__EXCERPT TO READ__

** start **

General Terms and Conditions


§1 Application

(1) These General Term and Conditions (“GTC”) apply exclusively towards persons who act in the exercise of their commercial or individual professional activity (entrepreneur within the meaning of § 14 of the Bürgerliches Gesetzbuch (the “BGB”, German Civil Code), as well as to legal persons under public law and special funds under public law in the sense of § 310 para. 1 BGB. The GTC do not apply towards consumers (“Verbraucher” acc. to § 13 BGB).

(2) All deliveries, services and offers from icotek GmbH & Co. KG are made exclusively under the GTC. These form part of all agreements that icotek GmbH & Co. KG concludes with its contractual partners (hereinafter also referred to as “Customers”) related to deliveries or services by icotek. The GTC also apply to all future deliveries, services or offers to the Customer, even if they are not separately agreed.

(3) Terms and conditions of the Customer or third parties do not apply, even if icotek GmbH & Co. KG does not expressly contradict their validity in individual cases. Even if icotek GmbH & Co. KG refers to a letter that contains or refers to the terms and conditions of the Customer or a third party, this does not constitute agreement with the validity of these terms and conditions.

§2 Offer and Conclusion of Contract

(1) All offers from icotek GmbH & Co. KG are subject to change and non-binding (“invitatio ad offerendum”), unless they have been expressly marked as binding priorly.

(2) The Customer´s orders are qualified as an offer and a contract is only concluded when icotek GmbH & Co. KG accepts an order by the Customer within two weeks from receipt of the order by way of written order confirmation.

(3) For the legal relationship between icotek GmbH & Co. KG and the Customer, the written order confirmation from icotek GmbH & Co. KG, including the GTC, is decisive. These fully reflect all agreements between the contracting parties regarding the subject matter of the contract. Oral commitments made by icotek GmbH & Co. KG before conclusion of the contract are legally non-binding and oral agreements between the contracting parties are substituted by the written contract and the GTC. Deviating agreements and side or additional agreements are only binding upon written confirmation by icotek GmbH & Co. KG.

§3 Offer Documents and Business Secrets

(1) Information provided by icotek GmbH & Co. KG on the subject of the delivery or service (e.g. weights, dimensions, usage values, load capacity, tolerances and technical data) as well as the representations of the same (e.g. drawings and illustrations) are only approximately authoritative and to the extent that usability for the contractually intended purpose does not require exact conformity. They are deemed as descriptions or labels of the delivery or service, not as guaranteed characteristics. Customary deviations and deviations that occur due to legal regulations or represent technical improvements, as well as the replacement of components with equivalent parts, are permitted as long as they do not impair the usability for the contractually intended purpose.

** end **

For each statement, say yes or no according to the terms and conditions, and quote the words that settle it: 1. The terms apply to consumers. 2. A contract exists only once icotek accepts an order in writing within two weeks of receiving it. 3. Oral commitments icotek makes before the contract is concluded are binding. The listing that comes next is not needed for anything here.

__GIVEN RECORDS__

** start **

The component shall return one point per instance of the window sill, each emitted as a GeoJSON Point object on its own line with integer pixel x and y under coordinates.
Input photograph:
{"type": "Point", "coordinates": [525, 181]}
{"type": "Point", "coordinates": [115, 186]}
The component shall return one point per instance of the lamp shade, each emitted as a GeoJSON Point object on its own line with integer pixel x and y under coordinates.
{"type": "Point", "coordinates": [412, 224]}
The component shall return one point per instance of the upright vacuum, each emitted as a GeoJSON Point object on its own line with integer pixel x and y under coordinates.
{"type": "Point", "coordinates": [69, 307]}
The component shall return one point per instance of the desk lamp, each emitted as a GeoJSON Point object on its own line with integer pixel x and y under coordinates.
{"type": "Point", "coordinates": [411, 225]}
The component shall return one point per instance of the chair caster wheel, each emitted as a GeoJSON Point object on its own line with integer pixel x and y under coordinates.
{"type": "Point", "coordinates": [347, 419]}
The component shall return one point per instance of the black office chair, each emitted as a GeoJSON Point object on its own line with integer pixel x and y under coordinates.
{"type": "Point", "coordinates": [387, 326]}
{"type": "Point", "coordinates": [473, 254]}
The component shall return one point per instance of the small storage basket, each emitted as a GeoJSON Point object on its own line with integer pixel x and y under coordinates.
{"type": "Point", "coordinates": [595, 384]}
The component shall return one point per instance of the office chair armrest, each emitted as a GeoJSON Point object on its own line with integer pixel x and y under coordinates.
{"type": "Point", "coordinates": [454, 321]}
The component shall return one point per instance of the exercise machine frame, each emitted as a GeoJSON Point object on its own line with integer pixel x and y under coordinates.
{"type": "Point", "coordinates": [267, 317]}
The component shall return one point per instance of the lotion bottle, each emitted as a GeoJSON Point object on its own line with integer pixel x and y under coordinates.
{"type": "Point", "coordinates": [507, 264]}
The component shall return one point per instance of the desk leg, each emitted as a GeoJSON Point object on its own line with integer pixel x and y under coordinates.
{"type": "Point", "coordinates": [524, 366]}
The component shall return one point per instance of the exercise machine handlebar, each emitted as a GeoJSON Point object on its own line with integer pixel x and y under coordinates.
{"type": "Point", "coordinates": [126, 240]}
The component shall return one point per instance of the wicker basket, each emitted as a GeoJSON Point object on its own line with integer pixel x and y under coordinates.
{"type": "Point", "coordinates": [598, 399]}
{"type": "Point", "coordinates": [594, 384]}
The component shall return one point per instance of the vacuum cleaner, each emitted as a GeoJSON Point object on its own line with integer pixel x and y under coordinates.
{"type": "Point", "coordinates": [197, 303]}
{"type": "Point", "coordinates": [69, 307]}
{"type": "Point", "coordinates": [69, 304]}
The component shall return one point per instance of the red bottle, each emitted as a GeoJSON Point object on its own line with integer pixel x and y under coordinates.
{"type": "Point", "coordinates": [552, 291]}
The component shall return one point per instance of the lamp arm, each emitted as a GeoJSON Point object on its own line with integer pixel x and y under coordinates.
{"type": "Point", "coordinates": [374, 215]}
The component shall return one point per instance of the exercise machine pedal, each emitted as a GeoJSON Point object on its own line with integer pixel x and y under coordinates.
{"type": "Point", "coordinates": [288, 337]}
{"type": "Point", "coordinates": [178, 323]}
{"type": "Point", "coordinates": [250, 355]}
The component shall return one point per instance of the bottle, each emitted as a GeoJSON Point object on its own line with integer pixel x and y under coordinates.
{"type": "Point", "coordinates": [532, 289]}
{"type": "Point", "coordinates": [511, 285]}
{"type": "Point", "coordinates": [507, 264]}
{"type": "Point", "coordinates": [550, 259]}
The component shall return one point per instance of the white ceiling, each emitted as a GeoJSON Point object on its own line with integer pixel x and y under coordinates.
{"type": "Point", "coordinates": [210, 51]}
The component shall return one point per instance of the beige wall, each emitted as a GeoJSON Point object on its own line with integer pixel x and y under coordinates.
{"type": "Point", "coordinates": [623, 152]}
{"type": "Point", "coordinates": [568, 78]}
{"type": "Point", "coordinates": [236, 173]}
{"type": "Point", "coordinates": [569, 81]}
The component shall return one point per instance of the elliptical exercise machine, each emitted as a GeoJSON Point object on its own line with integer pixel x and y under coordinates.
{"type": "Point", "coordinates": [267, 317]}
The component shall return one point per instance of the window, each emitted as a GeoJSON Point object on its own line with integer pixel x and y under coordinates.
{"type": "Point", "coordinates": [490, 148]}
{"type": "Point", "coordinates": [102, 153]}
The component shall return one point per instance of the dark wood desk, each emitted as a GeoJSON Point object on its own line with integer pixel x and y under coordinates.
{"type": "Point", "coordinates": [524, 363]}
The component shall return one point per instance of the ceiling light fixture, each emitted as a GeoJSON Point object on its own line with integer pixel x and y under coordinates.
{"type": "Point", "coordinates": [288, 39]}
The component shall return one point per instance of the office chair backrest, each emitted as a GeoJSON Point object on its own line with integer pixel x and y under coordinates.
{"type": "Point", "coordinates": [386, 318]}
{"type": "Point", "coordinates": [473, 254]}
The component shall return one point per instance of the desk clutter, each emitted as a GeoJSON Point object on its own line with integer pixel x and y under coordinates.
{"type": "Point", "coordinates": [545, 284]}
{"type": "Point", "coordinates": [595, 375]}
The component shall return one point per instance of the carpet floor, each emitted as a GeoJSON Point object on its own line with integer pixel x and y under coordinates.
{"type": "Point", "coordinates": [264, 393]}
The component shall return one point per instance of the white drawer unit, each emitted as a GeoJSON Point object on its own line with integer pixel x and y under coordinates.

** end **
** start **

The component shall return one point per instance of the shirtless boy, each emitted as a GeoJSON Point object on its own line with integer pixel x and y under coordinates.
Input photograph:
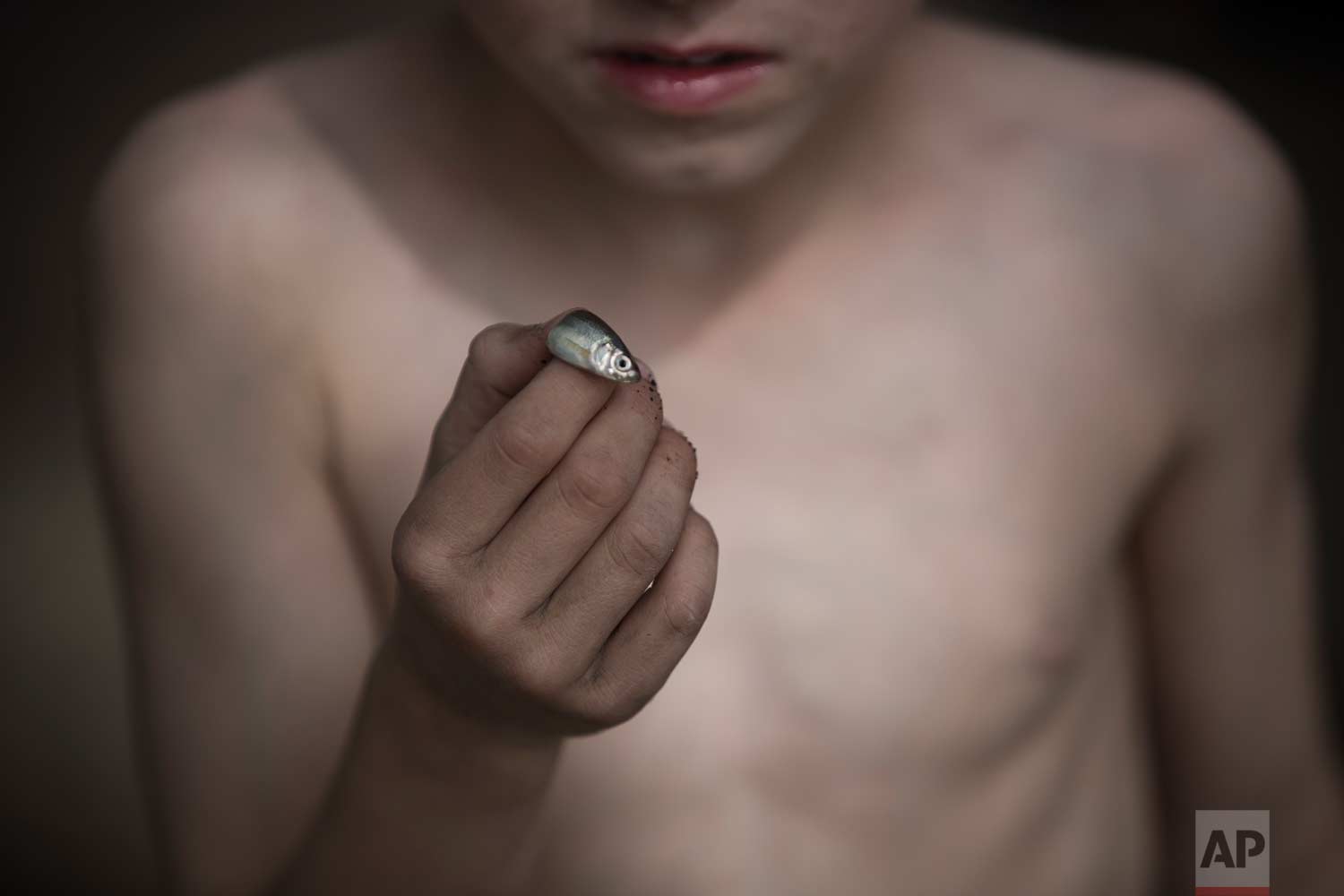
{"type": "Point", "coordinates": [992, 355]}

** end **

__ANSWER TO THIS PROBLEM__
1. No: "The GTC do not apply towards consumers"
2. Yes: "a contract is only concluded when icotek GmbH & Co. KG accepts an order by the Customer within two weeks from receipt of the order by way of written order confirmation"
3. No: "Oral commitments made by icotek GmbH & Co. KG before conclusion of the contract are legally non-binding"